What is asked:
Output the records from the line containing "Where can you see the red" down through the line containing "<point>245,483</point>" as a two-column CSV with the header input,output. Give one row per record, with each field in double quotes and line breaks in either field replaced by spaces.
=== Supplied records ===
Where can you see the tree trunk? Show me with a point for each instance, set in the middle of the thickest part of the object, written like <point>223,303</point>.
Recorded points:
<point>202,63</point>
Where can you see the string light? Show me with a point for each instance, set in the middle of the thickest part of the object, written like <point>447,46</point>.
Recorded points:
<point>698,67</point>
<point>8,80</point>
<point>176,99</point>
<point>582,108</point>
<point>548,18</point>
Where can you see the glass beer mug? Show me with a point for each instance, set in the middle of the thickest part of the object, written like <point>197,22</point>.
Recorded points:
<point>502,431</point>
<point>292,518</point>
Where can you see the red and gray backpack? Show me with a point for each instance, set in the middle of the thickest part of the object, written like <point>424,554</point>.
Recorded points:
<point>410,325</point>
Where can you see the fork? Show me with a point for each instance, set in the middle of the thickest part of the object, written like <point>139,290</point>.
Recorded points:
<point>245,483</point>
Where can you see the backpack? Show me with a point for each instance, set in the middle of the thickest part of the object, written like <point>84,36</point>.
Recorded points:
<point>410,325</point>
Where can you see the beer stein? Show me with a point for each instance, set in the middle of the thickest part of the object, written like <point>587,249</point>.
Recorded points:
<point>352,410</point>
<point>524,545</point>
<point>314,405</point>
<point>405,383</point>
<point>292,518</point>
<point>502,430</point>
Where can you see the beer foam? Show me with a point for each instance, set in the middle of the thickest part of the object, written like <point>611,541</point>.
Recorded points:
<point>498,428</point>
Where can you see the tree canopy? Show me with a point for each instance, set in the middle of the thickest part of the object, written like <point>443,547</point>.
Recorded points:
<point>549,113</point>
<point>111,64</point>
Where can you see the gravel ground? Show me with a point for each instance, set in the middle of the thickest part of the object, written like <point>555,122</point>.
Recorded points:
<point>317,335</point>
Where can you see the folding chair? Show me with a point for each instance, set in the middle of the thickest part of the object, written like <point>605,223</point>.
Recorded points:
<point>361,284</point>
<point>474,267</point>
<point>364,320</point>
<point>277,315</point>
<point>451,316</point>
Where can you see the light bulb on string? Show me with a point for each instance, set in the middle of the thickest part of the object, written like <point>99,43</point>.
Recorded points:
===
Solution for this exercise:
input,output
"Where can you see the red and gray backpack? Show me with a point for each instance, set in the middle of the thickest part of the object, written like <point>424,554</point>. Recorded points:","<point>410,325</point>"
"Where can you see the fork? Show me with a point for each instance, set in the middle of the thickest part of the object, written like <point>139,290</point>. Recorded points:","<point>245,483</point>"